> _Task goal_
Produce the records below again, word for word, but stop after the line that contains "Q: Given the picture, identify where the glass curtain".

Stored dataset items
########################################

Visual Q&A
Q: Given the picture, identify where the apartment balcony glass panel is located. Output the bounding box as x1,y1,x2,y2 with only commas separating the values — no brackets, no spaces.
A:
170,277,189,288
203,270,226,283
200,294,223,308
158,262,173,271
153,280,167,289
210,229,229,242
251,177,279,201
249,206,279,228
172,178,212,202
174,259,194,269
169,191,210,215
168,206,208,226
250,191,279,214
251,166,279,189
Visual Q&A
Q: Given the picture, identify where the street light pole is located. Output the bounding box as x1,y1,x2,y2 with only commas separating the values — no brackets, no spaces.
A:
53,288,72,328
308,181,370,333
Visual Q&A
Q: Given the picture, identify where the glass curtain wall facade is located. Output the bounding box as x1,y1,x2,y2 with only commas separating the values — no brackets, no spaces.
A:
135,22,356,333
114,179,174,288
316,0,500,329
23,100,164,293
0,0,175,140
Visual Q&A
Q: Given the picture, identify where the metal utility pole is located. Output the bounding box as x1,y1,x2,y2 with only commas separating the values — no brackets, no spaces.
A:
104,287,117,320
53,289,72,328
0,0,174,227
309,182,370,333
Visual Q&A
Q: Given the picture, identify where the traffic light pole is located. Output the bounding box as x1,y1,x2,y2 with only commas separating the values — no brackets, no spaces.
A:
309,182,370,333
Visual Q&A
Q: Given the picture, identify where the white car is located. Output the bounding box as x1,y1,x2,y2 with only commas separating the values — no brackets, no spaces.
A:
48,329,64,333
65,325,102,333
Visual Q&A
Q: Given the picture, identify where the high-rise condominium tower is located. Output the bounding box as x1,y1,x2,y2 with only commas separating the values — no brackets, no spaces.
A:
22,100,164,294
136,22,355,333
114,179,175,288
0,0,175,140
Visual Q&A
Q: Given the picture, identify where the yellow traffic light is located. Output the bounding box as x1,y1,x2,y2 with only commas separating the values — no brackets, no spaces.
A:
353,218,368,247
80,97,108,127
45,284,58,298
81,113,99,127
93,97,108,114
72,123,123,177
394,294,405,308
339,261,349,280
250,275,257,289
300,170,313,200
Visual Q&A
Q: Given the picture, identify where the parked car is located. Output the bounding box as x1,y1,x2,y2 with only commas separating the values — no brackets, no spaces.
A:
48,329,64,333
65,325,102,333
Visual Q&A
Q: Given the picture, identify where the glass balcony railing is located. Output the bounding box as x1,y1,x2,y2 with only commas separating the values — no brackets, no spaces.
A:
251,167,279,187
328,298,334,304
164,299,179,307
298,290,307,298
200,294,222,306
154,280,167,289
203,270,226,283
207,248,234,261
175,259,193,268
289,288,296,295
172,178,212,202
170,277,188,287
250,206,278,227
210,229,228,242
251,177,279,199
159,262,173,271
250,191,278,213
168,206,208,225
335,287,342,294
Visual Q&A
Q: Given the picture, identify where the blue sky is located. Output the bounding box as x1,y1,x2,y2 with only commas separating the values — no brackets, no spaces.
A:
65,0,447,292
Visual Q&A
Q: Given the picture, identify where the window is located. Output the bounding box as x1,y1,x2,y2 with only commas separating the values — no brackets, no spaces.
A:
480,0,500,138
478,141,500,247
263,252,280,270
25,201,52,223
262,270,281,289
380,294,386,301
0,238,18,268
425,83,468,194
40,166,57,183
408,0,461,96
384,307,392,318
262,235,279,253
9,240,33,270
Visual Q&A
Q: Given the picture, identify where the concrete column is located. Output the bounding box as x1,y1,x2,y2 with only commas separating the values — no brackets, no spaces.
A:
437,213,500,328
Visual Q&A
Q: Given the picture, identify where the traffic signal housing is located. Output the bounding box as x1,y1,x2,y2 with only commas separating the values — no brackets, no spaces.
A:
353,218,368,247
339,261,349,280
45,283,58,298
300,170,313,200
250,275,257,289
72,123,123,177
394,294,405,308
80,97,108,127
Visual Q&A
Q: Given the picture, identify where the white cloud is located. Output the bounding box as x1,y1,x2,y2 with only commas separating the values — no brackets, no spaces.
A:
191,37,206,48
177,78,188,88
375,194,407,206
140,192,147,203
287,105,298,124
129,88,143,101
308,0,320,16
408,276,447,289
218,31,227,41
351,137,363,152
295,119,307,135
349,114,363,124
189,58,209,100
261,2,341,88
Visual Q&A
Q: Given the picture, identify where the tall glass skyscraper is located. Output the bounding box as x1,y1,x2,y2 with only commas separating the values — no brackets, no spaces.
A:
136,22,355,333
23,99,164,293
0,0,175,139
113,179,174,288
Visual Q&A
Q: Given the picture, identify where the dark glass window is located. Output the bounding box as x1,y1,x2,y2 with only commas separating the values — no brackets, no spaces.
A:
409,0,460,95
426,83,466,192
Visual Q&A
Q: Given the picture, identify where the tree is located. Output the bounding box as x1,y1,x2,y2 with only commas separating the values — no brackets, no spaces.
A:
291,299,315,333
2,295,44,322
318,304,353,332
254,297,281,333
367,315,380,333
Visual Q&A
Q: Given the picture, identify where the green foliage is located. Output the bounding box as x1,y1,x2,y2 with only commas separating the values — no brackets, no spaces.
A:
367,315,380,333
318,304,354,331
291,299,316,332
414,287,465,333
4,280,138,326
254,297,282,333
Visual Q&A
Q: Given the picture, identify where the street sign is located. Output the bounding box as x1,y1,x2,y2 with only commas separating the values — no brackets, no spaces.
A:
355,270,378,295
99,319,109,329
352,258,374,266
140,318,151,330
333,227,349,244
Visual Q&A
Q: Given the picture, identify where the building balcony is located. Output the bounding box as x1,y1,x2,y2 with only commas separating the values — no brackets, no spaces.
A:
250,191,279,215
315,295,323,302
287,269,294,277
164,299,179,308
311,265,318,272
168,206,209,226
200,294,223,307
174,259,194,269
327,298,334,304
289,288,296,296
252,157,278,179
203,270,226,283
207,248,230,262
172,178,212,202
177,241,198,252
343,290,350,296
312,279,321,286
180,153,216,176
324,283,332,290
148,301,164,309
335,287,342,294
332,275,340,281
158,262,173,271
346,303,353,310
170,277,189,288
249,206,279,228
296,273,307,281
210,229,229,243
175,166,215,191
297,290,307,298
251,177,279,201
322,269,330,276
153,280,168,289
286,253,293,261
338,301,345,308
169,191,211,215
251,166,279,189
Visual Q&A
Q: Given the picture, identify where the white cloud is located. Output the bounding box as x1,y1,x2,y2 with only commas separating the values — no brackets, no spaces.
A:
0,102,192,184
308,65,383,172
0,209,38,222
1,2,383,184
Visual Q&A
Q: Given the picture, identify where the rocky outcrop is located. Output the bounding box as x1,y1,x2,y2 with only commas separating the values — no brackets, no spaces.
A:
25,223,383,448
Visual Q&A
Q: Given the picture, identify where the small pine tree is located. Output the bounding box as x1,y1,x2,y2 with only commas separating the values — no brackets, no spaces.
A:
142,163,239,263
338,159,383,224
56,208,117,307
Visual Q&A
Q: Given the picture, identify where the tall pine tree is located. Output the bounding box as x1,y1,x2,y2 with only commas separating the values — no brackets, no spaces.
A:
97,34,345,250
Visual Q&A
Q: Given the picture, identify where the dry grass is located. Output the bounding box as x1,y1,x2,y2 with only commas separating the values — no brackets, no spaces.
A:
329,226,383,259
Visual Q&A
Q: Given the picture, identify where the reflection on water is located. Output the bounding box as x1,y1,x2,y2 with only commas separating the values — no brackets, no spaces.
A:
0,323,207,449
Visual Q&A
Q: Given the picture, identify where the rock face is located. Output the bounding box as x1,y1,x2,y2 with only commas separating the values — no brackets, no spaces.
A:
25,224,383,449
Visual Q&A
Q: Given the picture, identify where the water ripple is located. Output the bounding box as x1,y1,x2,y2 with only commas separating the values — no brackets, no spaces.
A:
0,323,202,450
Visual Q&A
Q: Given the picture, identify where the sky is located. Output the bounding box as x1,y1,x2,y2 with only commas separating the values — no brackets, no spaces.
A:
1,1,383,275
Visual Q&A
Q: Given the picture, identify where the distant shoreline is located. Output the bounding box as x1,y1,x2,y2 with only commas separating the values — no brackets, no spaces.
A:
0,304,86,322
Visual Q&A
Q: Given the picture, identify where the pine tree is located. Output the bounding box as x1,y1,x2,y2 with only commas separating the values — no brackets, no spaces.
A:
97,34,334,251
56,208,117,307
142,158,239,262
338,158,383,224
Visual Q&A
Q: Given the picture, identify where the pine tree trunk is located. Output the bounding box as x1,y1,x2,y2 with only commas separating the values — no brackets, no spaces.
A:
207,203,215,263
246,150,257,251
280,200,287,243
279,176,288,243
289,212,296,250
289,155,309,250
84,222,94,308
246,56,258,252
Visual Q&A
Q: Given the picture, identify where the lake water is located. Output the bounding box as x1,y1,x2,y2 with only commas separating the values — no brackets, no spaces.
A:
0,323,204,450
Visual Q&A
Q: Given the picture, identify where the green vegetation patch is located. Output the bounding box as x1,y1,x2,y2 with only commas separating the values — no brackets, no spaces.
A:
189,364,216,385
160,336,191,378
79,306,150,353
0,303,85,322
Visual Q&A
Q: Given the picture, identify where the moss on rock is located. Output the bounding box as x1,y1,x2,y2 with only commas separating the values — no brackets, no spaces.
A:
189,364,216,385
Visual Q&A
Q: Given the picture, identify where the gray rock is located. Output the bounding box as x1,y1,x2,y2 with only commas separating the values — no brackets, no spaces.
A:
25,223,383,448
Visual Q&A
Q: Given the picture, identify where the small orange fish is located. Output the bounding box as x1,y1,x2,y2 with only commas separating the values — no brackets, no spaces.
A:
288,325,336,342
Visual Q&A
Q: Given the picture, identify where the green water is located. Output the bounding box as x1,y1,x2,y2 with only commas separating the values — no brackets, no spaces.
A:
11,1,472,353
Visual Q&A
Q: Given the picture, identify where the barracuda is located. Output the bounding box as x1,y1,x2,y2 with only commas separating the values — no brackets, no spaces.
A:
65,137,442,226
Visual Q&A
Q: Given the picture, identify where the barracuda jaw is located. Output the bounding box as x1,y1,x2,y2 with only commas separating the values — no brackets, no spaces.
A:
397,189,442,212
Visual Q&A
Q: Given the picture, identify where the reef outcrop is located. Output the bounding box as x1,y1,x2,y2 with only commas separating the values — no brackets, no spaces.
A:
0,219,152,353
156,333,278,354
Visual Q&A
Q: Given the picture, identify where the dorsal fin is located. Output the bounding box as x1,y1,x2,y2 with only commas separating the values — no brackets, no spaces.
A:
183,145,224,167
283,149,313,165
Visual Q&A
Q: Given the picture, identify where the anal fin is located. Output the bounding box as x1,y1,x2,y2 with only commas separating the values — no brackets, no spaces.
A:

########################################

> _Answer section_
Visual Q&A
Q: Given the picture, identify where the apartment balcony glass panel is located. Output the bounding box as x1,y1,x2,y2 with only commas separating the values — no brackets, no spaces.
A:
170,277,189,288
203,270,226,283
200,294,223,308
158,262,173,271
153,280,167,289
210,229,229,242
251,177,279,201
249,206,279,228
172,178,212,202
174,259,194,269
169,191,210,215
168,206,208,226
250,191,279,214
251,166,279,189
Visual Q&A
Q: Given the picture, identify where the street light pole is located. Output the bounding box as x1,y1,x2,y2 with only commas separating the values — no brackets, no spaces.
A:
53,288,72,328
308,181,370,333
Visual Q&A
Q: Given the picture, identify where the glass curtain wall facade is located. Output the bounding box as x1,y1,x2,y2 with only commas separating the values — no brackets, no spaces.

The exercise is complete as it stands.